Transcribe the records below exactly as they appear.

>>>>

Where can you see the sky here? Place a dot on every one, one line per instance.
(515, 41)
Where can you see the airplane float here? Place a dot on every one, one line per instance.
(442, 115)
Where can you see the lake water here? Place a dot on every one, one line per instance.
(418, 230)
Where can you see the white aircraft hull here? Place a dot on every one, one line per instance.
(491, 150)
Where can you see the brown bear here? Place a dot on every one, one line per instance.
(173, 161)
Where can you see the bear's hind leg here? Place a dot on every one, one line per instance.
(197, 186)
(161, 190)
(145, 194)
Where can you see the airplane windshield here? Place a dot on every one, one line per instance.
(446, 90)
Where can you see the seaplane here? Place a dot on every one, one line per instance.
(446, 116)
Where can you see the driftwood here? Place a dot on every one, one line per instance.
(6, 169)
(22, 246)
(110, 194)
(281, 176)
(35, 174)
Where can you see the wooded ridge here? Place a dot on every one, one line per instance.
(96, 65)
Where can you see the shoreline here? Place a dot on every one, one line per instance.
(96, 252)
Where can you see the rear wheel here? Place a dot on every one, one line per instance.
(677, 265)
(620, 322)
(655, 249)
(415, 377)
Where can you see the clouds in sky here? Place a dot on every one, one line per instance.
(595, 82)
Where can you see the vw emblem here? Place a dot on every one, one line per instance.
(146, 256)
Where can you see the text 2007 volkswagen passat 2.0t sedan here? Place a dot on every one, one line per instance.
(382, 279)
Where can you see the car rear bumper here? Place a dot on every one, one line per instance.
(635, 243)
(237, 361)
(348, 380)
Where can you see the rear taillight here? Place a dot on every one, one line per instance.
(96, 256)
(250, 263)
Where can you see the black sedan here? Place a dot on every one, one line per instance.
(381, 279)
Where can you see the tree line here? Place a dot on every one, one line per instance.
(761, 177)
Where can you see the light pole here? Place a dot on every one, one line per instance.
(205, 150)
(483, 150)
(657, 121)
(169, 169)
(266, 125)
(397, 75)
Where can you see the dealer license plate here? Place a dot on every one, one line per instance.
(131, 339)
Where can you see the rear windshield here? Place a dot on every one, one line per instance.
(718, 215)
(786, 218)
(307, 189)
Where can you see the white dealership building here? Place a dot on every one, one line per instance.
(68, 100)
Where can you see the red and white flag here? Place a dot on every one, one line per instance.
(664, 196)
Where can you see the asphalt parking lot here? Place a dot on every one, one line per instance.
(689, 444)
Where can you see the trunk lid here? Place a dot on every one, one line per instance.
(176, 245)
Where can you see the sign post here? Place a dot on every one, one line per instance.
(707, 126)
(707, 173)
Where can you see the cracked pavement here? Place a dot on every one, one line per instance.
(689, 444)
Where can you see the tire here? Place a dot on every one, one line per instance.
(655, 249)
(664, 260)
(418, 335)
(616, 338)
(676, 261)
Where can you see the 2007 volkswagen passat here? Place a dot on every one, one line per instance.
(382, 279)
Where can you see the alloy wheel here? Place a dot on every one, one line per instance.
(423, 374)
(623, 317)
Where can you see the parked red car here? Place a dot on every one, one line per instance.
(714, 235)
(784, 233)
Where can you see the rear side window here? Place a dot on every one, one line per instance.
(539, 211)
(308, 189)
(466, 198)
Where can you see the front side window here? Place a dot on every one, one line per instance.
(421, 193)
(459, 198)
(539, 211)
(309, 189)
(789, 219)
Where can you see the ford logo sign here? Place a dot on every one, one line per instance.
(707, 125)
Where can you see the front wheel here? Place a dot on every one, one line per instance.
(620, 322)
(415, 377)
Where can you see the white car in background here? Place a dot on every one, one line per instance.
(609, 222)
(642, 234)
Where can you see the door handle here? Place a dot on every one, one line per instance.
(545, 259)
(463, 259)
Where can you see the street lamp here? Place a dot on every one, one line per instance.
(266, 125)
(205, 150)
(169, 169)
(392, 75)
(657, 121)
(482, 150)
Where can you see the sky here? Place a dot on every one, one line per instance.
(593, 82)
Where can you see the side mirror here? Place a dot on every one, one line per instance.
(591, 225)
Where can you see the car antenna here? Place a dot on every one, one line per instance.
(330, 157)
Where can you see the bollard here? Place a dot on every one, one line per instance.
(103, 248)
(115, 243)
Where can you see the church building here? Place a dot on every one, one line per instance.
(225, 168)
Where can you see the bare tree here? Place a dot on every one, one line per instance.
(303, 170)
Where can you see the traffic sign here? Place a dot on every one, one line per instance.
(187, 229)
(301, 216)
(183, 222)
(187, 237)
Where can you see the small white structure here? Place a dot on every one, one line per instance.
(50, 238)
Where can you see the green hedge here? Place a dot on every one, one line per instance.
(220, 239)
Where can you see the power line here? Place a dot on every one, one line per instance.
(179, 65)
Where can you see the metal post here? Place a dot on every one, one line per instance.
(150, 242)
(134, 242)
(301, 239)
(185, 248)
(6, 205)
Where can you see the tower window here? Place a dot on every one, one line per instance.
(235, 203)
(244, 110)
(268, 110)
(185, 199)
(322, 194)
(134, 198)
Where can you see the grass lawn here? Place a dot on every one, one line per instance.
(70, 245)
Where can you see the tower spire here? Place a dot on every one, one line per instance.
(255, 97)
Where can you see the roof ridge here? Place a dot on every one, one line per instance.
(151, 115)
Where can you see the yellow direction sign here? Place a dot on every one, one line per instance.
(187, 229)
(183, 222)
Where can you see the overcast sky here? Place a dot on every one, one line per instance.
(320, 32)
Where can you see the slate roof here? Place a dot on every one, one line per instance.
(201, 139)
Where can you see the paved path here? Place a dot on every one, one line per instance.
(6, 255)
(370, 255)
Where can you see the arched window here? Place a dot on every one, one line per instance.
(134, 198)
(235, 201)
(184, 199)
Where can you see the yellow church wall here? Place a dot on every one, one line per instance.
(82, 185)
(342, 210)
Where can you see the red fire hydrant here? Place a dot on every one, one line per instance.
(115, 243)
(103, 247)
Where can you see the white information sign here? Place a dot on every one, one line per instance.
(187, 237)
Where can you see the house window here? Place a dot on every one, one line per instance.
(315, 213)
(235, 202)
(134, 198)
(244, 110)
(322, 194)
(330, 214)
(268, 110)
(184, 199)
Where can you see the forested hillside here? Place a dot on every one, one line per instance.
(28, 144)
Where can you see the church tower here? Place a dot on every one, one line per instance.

<<<<

-- Correct response --
Where can you see the sky here? Place a dot on every one, one line per instance.
(515, 41)
Where can you see the airplane float here? Place a dot on every one, one line per instance.
(442, 115)
Where can you see the lake water here? Place a dot on every one, one line per instance.
(418, 230)
Where can you see the white aircraft hull here? Place a dot on every one, one line per instance.
(491, 150)
Where can you see the brown bear here? Place a dot on every one, one line per instance.
(173, 161)
Where can you see the bear's hind leg here? Place a dot on every one, one line per instance.
(197, 186)
(161, 190)
(145, 194)
Where can you see the airplane windshield here? Place a dot on every one, one line per instance.
(446, 90)
Where can you see the seaplane here? Place a dot on every one, one line per instance.
(446, 116)
Where can you see the driftwood here? Place a dot on every one, one line per instance.
(6, 169)
(22, 246)
(110, 194)
(281, 176)
(35, 174)
Where can you see the wooded ridge here? Place a dot on every one, one line per instance.
(96, 65)
Where can you see the shoreline here? Place a dot on every one, one line per instance.
(96, 252)
Where can you see the rear wheel here? Place a dot on every one, one line per instance.
(677, 265)
(620, 322)
(655, 249)
(415, 377)
Where can you see the clouds in sky here? Place a dot on every one, one line per instance.
(595, 82)
Where can you see the vw emblem here? Place a dot on every one, one line per instance.
(146, 256)
Where can you see the text 2007 volkswagen passat 2.0t sedan here? Place a dot on every one, one line per instance.
(382, 279)
Where can you see the car rear bumper here? Place a dot on every one, one line per instance.
(635, 243)
(237, 361)
(348, 380)
Where can you see the rear taillight here? Place a dot on every one, one line per instance.
(96, 256)
(250, 263)
Where can you see the black sedan here? Place a dot on every one, one line per instance.
(381, 279)
Where can you see the tree line here? Place a dot on every one, one line per instance.
(761, 177)
Where can you see the light pole here? Place a dot on every one, one line per instance.
(205, 150)
(483, 150)
(657, 121)
(169, 169)
(266, 125)
(397, 75)
Where can you see the dealer license plate here? Place a dot on every one, one line per instance.
(131, 339)
Where can you see the rear windshield here? Place a dot on every one, one line per instance.
(718, 215)
(786, 218)
(307, 189)
Where can you see the white dealership building here? Place a dot on every one, one line per instance.
(68, 100)
Where can you see the red and white flag here? Place a dot on every one, one line per instance.
(664, 196)
Where can you see the asphalt parking lot here? Place a dot on every one, one line per instance.
(689, 444)
Where can you see the trunk lid here? Place a dot on every one, one line per instance.
(176, 245)
Where can you see the sign post here? Place a dot on every one, one line per instance.
(707, 126)
(707, 173)
Where can you see the cracked pavement here? Place a dot on every one, one line per instance.
(689, 444)
Where can you see the tire here? Place a dot on every one, one line per instance.
(655, 249)
(664, 260)
(418, 335)
(616, 338)
(676, 261)
Where can you see the 2007 volkswagen passat here? Place a dot on every one, one line per instance.
(382, 279)
Where can you see the alloy wheel here? Place a dot on every one, one line per instance.
(423, 374)
(623, 317)
Where can you see the parked red car here? Place a dot on every one, one line per instance.
(714, 235)
(784, 233)
Where can you see the rear side window here? Place a dot on every one, one line per instance.
(539, 211)
(308, 189)
(466, 198)
Where can you see the front side window here? Place a dot on every one, one line per instance.
(421, 193)
(459, 198)
(539, 211)
(309, 189)
(789, 219)
Where can you see the ford logo sign here? Place a dot on every one, one line per instance.
(707, 125)
Where can you see the front wheel here? Place a dot on every one, one line per instance.
(620, 322)
(415, 377)
Where can you see the white car in background here? Place a dot on every one, one line per instance.
(609, 222)
(642, 234)
Where can you see the door handle here? Place a dot on every one, one line per instance.
(545, 259)
(463, 259)
Where can you see the street lamp here? Place a dot on every one, one line per instance.
(266, 125)
(205, 150)
(169, 169)
(392, 75)
(657, 121)
(482, 150)
Where can you see the sky here? Place a dot on every one, one line per instance.
(593, 82)
Where can you see the side mirror here? Place a dot on every one, one line per instance.
(591, 225)
Where can you see the car antenna here? Place a dot on every one, one line per instance.
(330, 157)
Where can you see the bollard here? Place a dot on every one, one line per instance.
(103, 248)
(115, 243)
Where can you see the church building here? Place a dot on every one, one line per instance.
(225, 168)
Where can you see the bare tree here? Place a dot on every one, one line per instance.
(303, 170)
Where can you see the traffic sign here? Place a dot on every one, one line per instance.
(187, 229)
(301, 216)
(183, 222)
(187, 237)
Where can you see the small white structure here? Place a dot on every one, one line per instance.
(50, 238)
Where can you see the green hedge here? Place a dot on every one, one line per instance.
(220, 239)
Where can you see the power line here? Place a dot on every one, one line per instance.
(179, 65)
Where can you see the metal post here? Place a dot on every one, one line per instance.
(150, 242)
(134, 242)
(301, 239)
(185, 248)
(6, 205)
Where can you see the tower window here? Place a dot on every one, one line per instance.
(235, 203)
(244, 110)
(268, 110)
(185, 199)
(322, 194)
(134, 198)
Where can you see the grass lawn here? Place a dot on every one, one line per instance.
(70, 245)
Where can you see the tower spire here? Place a dot on every one, one line per instance.
(255, 97)
Where can you see the roof ridge here? Place a dot on every one, one line per instance.
(151, 115)
Where can you see the yellow direction sign here? Place a dot on every one, one line per instance.
(187, 229)
(183, 222)
Where can you see the overcast sky here? Place a dot on every one, one line per instance.
(320, 32)
Where can you see the slate roof here? Place a dot on every one, one line per instance.
(201, 139)
Where can you see the paved path here? Place a dot on every one, one line per instance.
(6, 255)
(370, 255)
Where can you see the arched window here? Place a dot on every one, one line per instance.
(134, 198)
(235, 201)
(184, 199)
Where can you see the yellow church wall here? Place a dot on every one, one line per instance.
(82, 185)
(342, 210)
Where can you see the red fire hydrant here? Place a dot on every one, one line per instance.
(115, 243)
(103, 247)
Where can you see the white information sign here? Place a dot on every one, one line per instance.
(187, 237)
Where can you see the house window here? Place a dot on every one, one line per instance.
(315, 213)
(235, 202)
(134, 198)
(244, 110)
(322, 194)
(330, 214)
(268, 110)
(184, 199)
Where can you see the forested hillside here? Place a dot on every one, one line per instance.
(28, 144)
Where can you see the church tower here? Place a dot on every one, one line per instance.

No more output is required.